Dataset entries:
<<<<

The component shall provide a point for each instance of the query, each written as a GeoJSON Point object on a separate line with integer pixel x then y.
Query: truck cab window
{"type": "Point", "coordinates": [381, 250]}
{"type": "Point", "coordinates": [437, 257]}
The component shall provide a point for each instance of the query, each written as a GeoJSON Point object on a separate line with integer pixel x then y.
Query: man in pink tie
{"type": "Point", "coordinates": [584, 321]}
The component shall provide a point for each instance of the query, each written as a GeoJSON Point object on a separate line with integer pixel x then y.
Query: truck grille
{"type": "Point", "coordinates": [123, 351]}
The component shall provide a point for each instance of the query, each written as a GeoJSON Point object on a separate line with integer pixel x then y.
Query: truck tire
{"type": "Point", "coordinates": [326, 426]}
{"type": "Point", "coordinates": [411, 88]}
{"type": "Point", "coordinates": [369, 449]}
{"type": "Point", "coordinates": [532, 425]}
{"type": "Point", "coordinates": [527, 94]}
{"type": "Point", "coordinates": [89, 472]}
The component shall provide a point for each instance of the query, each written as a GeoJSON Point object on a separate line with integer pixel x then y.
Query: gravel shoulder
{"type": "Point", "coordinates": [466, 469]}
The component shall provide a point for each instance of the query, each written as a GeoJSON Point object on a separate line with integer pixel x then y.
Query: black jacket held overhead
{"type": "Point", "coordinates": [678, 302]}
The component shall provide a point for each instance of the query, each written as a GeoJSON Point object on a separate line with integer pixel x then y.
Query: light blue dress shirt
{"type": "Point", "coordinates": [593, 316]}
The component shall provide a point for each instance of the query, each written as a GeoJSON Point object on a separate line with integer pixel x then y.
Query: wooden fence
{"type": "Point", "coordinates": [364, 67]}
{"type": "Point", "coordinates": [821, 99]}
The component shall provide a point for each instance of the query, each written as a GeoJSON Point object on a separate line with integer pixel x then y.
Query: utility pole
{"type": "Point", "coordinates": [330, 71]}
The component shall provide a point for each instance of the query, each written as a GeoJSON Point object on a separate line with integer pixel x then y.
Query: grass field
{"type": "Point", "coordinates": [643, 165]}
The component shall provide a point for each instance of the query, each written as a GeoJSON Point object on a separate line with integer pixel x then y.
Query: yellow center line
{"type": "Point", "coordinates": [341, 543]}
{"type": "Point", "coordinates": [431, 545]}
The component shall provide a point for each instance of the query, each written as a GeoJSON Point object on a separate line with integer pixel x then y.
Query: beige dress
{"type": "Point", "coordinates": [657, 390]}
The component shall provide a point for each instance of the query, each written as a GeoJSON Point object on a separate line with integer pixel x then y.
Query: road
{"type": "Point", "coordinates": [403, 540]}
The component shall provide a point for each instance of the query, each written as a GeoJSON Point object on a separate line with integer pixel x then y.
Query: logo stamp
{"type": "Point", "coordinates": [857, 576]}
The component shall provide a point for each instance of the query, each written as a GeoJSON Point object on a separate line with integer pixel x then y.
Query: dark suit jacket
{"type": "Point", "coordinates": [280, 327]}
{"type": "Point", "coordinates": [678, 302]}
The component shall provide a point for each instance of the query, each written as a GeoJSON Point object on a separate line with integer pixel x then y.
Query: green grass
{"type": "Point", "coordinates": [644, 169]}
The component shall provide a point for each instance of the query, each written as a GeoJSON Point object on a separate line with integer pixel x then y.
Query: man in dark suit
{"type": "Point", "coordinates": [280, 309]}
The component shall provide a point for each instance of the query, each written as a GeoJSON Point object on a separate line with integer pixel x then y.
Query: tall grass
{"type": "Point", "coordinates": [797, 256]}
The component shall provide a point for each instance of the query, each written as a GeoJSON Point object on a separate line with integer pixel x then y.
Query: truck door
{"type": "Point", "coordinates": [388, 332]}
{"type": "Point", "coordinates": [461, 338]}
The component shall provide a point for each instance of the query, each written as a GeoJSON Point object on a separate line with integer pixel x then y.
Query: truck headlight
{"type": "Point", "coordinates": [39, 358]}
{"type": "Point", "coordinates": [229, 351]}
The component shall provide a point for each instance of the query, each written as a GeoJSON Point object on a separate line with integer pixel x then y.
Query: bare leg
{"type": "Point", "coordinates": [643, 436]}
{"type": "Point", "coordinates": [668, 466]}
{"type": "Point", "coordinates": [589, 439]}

>>>>

■ Task goal
All the records are to be transcribed exactly, with no line missing.

■ Response for this exercise
The component shall provide a point for each instance of the query, each written as a GeoJSON Point object on a separate line with integer pixel x then y.
Query: truck cab window
{"type": "Point", "coordinates": [381, 250]}
{"type": "Point", "coordinates": [437, 257]}
The component shall provide a point for each instance of the query, each written as a GeoJSON Point object on a separate line with integer pixel x then y.
Query: man in pink tie
{"type": "Point", "coordinates": [584, 321]}
The component shall provide a point for each instance of the query, each written as a GeoJSON Point object on a separate line with integer pixel x then y.
Query: truck grille
{"type": "Point", "coordinates": [123, 351]}
The component shall provide a point for each instance of the query, each written as a GeoJSON Point object on a separate line with integer pixel x then y.
Query: truck tire
{"type": "Point", "coordinates": [326, 426]}
{"type": "Point", "coordinates": [411, 88]}
{"type": "Point", "coordinates": [369, 449]}
{"type": "Point", "coordinates": [532, 425]}
{"type": "Point", "coordinates": [527, 94]}
{"type": "Point", "coordinates": [89, 472]}
The component shall provide a point for each instance of the query, each written as a GeoJSON Point object on a separate line with integer pixel x then y.
Query: gravel shoulder
{"type": "Point", "coordinates": [466, 469]}
The component shall provide a point for each instance of the query, each written as a GeoJSON Point object on a separate line with integer pixel x then y.
Query: black jacket held overhead
{"type": "Point", "coordinates": [678, 302]}
The component shall provide a point for each instance of the query, each written as a GeoJSON Point object on a separate line with integer pixel x then y.
Query: light blue dress shirt
{"type": "Point", "coordinates": [593, 316]}
The component shall provide a point for each instance of the query, each written as a GeoJSON Point object on a separate line with integer pixel x then y.
Query: wooden fence
{"type": "Point", "coordinates": [364, 67]}
{"type": "Point", "coordinates": [821, 99]}
The component shall provide a point for each instance of the query, each written as a GeoJSON Point object on a separate line with integer pixel x then y.
Query: utility pole
{"type": "Point", "coordinates": [330, 71]}
The component shall provide a point for each instance of the query, each written as a GeoJSON Point object on a separate line with integer pixel x then y.
Query: grass field
{"type": "Point", "coordinates": [643, 165]}
The component shall provide a point for each instance of the query, each written as a GeoJSON Point object on a separate line with integer pixel x then y.
Query: yellow center line
{"type": "Point", "coordinates": [341, 543]}
{"type": "Point", "coordinates": [431, 545]}
The component shall provide a point for each instance of the query, each written as a GeoJSON Point object on a separate line with integer pixel x then y.
Query: beige dress
{"type": "Point", "coordinates": [657, 390]}
The component shall provide a point for each instance of the query, each written as a GeoJSON Point object on a separate line with integer pixel x then y.
Query: road
{"type": "Point", "coordinates": [403, 540]}
The component shall provide a point for each instance of the query, each written as a GeoJSON Point object on a separate line with integer pixel x then y.
Query: logo stamp
{"type": "Point", "coordinates": [857, 576]}
The component shall provide a point for each instance of the query, each written as a GeoJSON Point object on a separate line with integer pixel x then y.
Query: dark suit jacket
{"type": "Point", "coordinates": [280, 327]}
{"type": "Point", "coordinates": [678, 302]}
The component shall provide a point for each instance of the query, each written as a GeoJSON Point object on a separate line with integer pixel x then y.
Query: green grass
{"type": "Point", "coordinates": [644, 169]}
The component shall provide a point for each instance of the query, each written as a GeoJSON Point object on a separate line with integer pixel x then y.
Query: man in dark suit
{"type": "Point", "coordinates": [280, 309]}
The component shall provide a point for each instance of the query, each written as a GeoJSON Point object on a separate line with integer pixel x then y.
Query: tall grass
{"type": "Point", "coordinates": [797, 256]}
The component shall provide a point for each instance of the query, each written as a GeoJSON Point object on a separate line with integer pixel x then y.
Query: truck door
{"type": "Point", "coordinates": [388, 332]}
{"type": "Point", "coordinates": [461, 338]}
The component shall provide a point for each instance of the query, each written as a GeoJSON Point object on a separate line with integer pixel x then y.
Query: truck headlight
{"type": "Point", "coordinates": [39, 358]}
{"type": "Point", "coordinates": [229, 351]}
The component shall provide a point for each instance of the query, each written as a GeoJSON Point object on a separate line with integer pixel x then y.
Query: bare leg
{"type": "Point", "coordinates": [643, 436]}
{"type": "Point", "coordinates": [668, 466]}
{"type": "Point", "coordinates": [589, 439]}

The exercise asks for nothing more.